Given text —
-- BEGIN --
Page 2 of 3
Re: My Beowulf cluster
Posted: Sat Dec 31, 2011 12:57 am
by ATG
Aha! see that's a problem. I switched the units over to a more unique username. "Aaron_Miller" I'm not sure why they are showing up in the system as "ATG" still. I had a feeling there was a problem. Okay so is there any way to fix this on my end? My configuration files show that the username and passkey are correct to the new username. I was originally using ATG as a short way of writing my usual handle "AaroneusTheGreat", but after seeing the other "ATG"s in the system I figured that the username would cause conflicts, that's when the change occurred. Is there any kind of username or machine information I should send you in a personal message so you can figure out what's going on? for instance the passkey?
The correct ATG would be this one:
#3. ATG 336 4 213973
The team number I setup for the units I run is the one above, currently, they all should be showing up as the previously mentioned new username "Aaron_Miller" and my stats show twenty some odd work units done under that name, but only 4 active CPU's which doesn't make much sense to me.
Now in the logs, I see a bunch of progress, ending in completion and a sleep cycle, are those individual sections of a PRCG group? or are those individual work units? I think I may be confusing myself here. I could also grab all the logs and send them to you in a pm or something if it comes to that, although I'm sure you've got plenty to do any may not have the time to pick through my 7 log files. I would like to try to make your job easier in identifying the crossed wires here. Thanks again for the help.
-- END --
What this exercise asks —
a) Repeat the passage from the Beowulf cluster thread, starting with "Now in the logs, I" and going on through "for the help.".
b) In the Beowulf cluster thread, what new username did the poster switch the units over to?
c) Pick up the Beowulf cluster forum post after its final sentence and keep writing it.

Raw data —
-- BEGIN --
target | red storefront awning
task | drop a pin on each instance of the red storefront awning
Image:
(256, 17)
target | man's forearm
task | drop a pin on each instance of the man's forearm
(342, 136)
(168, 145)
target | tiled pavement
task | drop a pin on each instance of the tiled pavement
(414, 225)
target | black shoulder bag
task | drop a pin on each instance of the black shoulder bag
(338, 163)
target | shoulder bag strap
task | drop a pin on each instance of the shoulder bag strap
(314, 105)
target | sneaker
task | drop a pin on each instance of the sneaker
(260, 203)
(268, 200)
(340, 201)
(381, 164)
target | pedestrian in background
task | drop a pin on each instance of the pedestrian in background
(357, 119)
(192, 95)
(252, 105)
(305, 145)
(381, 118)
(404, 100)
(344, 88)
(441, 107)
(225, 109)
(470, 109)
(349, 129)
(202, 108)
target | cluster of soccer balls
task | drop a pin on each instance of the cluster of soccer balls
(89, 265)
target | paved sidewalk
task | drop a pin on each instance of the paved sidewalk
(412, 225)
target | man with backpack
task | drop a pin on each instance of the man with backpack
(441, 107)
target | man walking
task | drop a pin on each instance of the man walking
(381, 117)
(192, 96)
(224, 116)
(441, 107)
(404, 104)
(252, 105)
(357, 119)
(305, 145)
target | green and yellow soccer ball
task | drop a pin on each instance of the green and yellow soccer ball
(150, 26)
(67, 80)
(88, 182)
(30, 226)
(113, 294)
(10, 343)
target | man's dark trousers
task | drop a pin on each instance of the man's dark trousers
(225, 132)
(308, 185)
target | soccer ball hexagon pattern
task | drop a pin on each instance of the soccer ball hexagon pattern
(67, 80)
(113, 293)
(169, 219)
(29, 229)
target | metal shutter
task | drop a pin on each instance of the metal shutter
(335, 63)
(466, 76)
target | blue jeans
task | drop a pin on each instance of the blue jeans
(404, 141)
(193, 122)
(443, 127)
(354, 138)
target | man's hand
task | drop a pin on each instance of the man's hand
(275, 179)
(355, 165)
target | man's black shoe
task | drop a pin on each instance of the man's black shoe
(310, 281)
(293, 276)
-- END --
Answers for the tasks —
a)
Now in the logs, I see a bunch of progress, ending in completion and a sleep cycle, are those individual sections of a PRCG group? or are those individual work units? I think I may be confusing myself here. I could also grab all the logs and send them to you in a pm or something if it comes to that, although I'm sure you've got plenty to do any may not have the time to pick through my 7 log files. I would like to try to make your job easier in identifying the crossed wires here. Thanks again for the help.

b) Aaron_Miller

c)
Re: My Beowulf cluster
Posted: Sat Dec 31, 2011 3:14 am
by bruce
I don't need anything in a PM (since you already said "Aaron_Miller"). It should be noted that as each machine completes a WU, it should be counted under the new name and depending on the hardware and the exact assignment, that time can vary. The new UserName will need to complete 10 bonus WUs before it's eligible for a bonus.
Re: My Beowulf cluster
Posted: Sat Dec 31, 2011 3:58 am
by ATG
Oh I wasn't aware of the bonus system. By the way, I wanted to know what the suggestion was when it came to size of work units. The info on the systems are as follows:
I haven't taken them apart in a while, so I can't tell you exactly what's in them in terms of hardware.
beowulf0:
AMD semperon at ~2 gigahertz
691mb RAM (DDR2)
beowulf1:
AMD athlon 2400 at ~2 gigahertz
1010mb RAM (DDR2)
beowulf2:
Pentium II or similar (probably) ~1 gigahertz
256mb RAM (DDR)
beowulf3
Pentium II or similar at ~700 megahertz (the oldest unit lol)
192mb RAM (SDRAM)
beowulf4
Pentium IV at ~ 3 gigahertz
512mb RAM (DDR)
beowulf5
Pentium IV at ~3 gigahertz
256mb RAM (DDR)
beowulf6
Pentium IV at ~3 gigahertz
256mb RAM (DDR)
Kind of lame in terms of new computers, but perfectly acceptable for running one client on each system. I have some parts I've been meaning to throw in these units to spruce them up a little. So perhaps those RAM numbers will change.
Given the old nature of these units, what size would you suggest for them? I have highspeed internet, and a fast network switch between them (a gigabit ethernet adapter), so the network bottleneck is nearly nil. Anyways any suggestions you have would be great. thanks.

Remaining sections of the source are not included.